Directions for this task »
Exactly as given, output all the records that follow.
Extracted information: Begin
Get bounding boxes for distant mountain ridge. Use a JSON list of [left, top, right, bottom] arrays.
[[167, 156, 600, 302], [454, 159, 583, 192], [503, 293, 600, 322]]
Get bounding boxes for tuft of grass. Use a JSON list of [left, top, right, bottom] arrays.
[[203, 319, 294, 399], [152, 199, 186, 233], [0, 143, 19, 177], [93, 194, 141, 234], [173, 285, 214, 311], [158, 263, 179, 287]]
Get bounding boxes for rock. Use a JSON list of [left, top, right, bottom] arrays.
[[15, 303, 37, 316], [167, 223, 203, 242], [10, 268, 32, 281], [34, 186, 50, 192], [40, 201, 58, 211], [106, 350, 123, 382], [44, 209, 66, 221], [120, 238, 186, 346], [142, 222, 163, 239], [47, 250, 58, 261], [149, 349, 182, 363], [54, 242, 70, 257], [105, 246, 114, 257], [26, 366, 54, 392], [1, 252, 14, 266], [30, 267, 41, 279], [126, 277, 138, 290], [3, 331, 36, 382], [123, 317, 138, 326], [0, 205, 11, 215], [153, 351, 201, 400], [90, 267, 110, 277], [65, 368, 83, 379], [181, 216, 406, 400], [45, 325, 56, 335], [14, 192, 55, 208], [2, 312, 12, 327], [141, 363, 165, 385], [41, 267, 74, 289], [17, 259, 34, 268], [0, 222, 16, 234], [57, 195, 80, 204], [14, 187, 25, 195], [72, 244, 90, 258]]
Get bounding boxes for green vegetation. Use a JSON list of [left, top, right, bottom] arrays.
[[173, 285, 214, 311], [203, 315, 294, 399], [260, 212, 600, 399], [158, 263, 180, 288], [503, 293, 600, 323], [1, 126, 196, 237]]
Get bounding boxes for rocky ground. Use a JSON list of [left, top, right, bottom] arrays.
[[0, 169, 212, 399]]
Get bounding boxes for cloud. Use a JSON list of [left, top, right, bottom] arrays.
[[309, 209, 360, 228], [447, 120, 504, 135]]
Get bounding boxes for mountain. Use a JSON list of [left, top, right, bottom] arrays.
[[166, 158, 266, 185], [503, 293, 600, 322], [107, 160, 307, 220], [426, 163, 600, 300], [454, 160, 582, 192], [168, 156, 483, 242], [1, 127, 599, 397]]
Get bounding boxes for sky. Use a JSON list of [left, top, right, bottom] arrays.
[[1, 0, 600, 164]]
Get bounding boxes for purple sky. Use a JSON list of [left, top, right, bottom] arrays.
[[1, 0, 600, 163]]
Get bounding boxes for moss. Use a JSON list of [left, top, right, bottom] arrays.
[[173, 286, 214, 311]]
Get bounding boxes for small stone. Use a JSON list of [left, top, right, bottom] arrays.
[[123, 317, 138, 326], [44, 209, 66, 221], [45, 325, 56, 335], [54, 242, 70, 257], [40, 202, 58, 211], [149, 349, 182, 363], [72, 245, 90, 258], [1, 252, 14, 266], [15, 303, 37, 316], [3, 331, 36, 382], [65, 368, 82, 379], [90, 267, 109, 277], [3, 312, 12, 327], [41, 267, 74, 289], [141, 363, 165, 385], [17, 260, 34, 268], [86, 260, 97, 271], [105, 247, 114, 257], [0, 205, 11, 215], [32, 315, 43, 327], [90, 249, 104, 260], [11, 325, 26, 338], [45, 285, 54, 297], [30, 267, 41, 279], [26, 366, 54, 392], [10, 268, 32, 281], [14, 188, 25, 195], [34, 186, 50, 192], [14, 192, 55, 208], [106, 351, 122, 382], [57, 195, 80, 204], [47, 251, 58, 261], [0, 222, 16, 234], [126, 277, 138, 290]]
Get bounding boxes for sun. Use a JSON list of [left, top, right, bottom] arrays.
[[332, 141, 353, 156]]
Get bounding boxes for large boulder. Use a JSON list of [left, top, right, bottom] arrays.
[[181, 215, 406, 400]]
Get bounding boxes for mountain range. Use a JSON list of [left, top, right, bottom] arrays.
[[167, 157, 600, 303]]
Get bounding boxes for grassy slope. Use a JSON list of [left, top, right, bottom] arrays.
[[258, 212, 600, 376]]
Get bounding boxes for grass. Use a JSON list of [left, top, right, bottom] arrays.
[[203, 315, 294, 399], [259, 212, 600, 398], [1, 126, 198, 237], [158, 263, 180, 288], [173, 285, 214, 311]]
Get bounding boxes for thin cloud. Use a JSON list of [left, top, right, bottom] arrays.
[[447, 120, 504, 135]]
Extracted information: End
Answer for the task »
Get bounding boxes for distant mountain ridge. Use a JSON list of [left, top, right, bottom] arrays.
[[167, 156, 600, 302], [454, 159, 583, 192], [503, 293, 600, 322]]
Get bounding boxes for tuft of grass. Use a JSON list of [left, top, right, bottom] arrays.
[[203, 319, 294, 399], [152, 199, 186, 233], [0, 143, 19, 177], [93, 194, 141, 234], [173, 285, 214, 311], [158, 263, 179, 287]]
Get bounding boxes for rock. Use a JSON list of [left, top, right, bottom] arrays.
[[15, 303, 37, 316], [167, 223, 203, 242], [10, 268, 32, 281], [34, 186, 50, 192], [40, 201, 58, 211], [106, 350, 123, 382], [44, 209, 66, 221], [120, 238, 186, 346], [142, 222, 163, 239], [47, 250, 58, 261], [149, 349, 182, 363], [54, 242, 70, 257], [105, 246, 114, 257], [26, 366, 54, 392], [1, 252, 14, 266], [30, 267, 41, 279], [126, 277, 138, 290], [3, 331, 36, 382], [123, 317, 138, 326], [0, 205, 11, 215], [153, 351, 201, 400], [90, 267, 110, 277], [65, 368, 83, 379], [181, 216, 406, 400], [45, 325, 56, 335], [14, 192, 55, 208], [2, 312, 12, 327], [141, 363, 165, 385], [41, 267, 74, 289], [17, 259, 34, 268], [0, 222, 16, 234], [57, 195, 80, 204], [14, 187, 25, 195], [72, 244, 90, 258]]
Get bounding boxes for green vegetation. Use a JSON list of [left, top, right, bottom] arrays.
[[173, 285, 214, 311], [203, 315, 294, 399], [260, 212, 600, 399], [158, 263, 180, 288], [503, 293, 600, 323], [1, 126, 196, 237]]
Get bounding boxes for rocky ground. Use a JSON list of [left, top, right, bottom] arrays.
[[0, 169, 212, 399]]
Get bounding boxes for cloud. Use a JSON list of [left, top, right, bottom] arrays.
[[309, 209, 360, 228], [447, 120, 504, 135]]
Get bounding boxes for mountain. Use a JSON list of [left, top, right, bottom] arrays.
[[166, 158, 266, 185], [503, 293, 600, 322], [107, 160, 307, 220], [426, 163, 600, 300], [454, 160, 582, 192], [168, 156, 483, 242], [1, 127, 599, 397]]
Get bounding boxes for sky. Use a JSON list of [left, top, right, bottom] arrays.
[[1, 0, 600, 164]]
Get bounding boxes for purple sky. Use a JSON list of [left, top, right, bottom] arrays.
[[1, 0, 600, 163]]
Get bounding boxes for moss. Use a JSON list of [left, top, right, bottom] arrays.
[[173, 286, 214, 311]]
Get bounding boxes for small stone. Use a JSON list of [left, top, right, bottom] arrays.
[[123, 317, 138, 326], [44, 209, 66, 221], [45, 325, 56, 335], [54, 242, 70, 257], [40, 202, 58, 211], [149, 349, 182, 363], [72, 245, 90, 258], [1, 252, 14, 266], [15, 303, 37, 316], [3, 331, 36, 382], [65, 368, 82, 379], [90, 267, 109, 277], [3, 312, 12, 327], [41, 267, 74, 289], [141, 363, 165, 385], [17, 260, 34, 268], [86, 260, 97, 271], [105, 247, 114, 257], [0, 205, 11, 215], [32, 315, 43, 327], [90, 249, 104, 260], [11, 325, 26, 338], [45, 285, 54, 297], [30, 267, 41, 279], [26, 366, 54, 392], [10, 268, 32, 281], [14, 188, 25, 195], [34, 186, 50, 192], [14, 192, 55, 208], [106, 351, 122, 382], [57, 195, 80, 204], [47, 251, 58, 261], [0, 222, 16, 234], [126, 277, 138, 290]]
Get bounding boxes for sun. Use a JSON list of [left, top, right, bottom] arrays.
[[332, 141, 353, 156]]
Get bounding boxes for large boulder. Use a JSON list of [left, top, right, bottom] arrays.
[[181, 215, 406, 400]]
Get bounding boxes for mountain range. Use a JSON list of [left, top, right, bottom] arrays.
[[167, 157, 600, 303]]
Get bounding boxes for grassy slope. Use a JSON list of [left, top, right, bottom] arrays.
[[258, 212, 600, 376]]
Get bounding boxes for grass. Use a JSON list of [left, top, right, bottom] arrays.
[[203, 315, 294, 399], [259, 212, 600, 398], [1, 126, 198, 237], [158, 263, 180, 288], [173, 285, 214, 311]]
Get bounding boxes for thin cloud. Use a JSON list of [left, top, right, bottom] arrays.
[[447, 120, 504, 135]]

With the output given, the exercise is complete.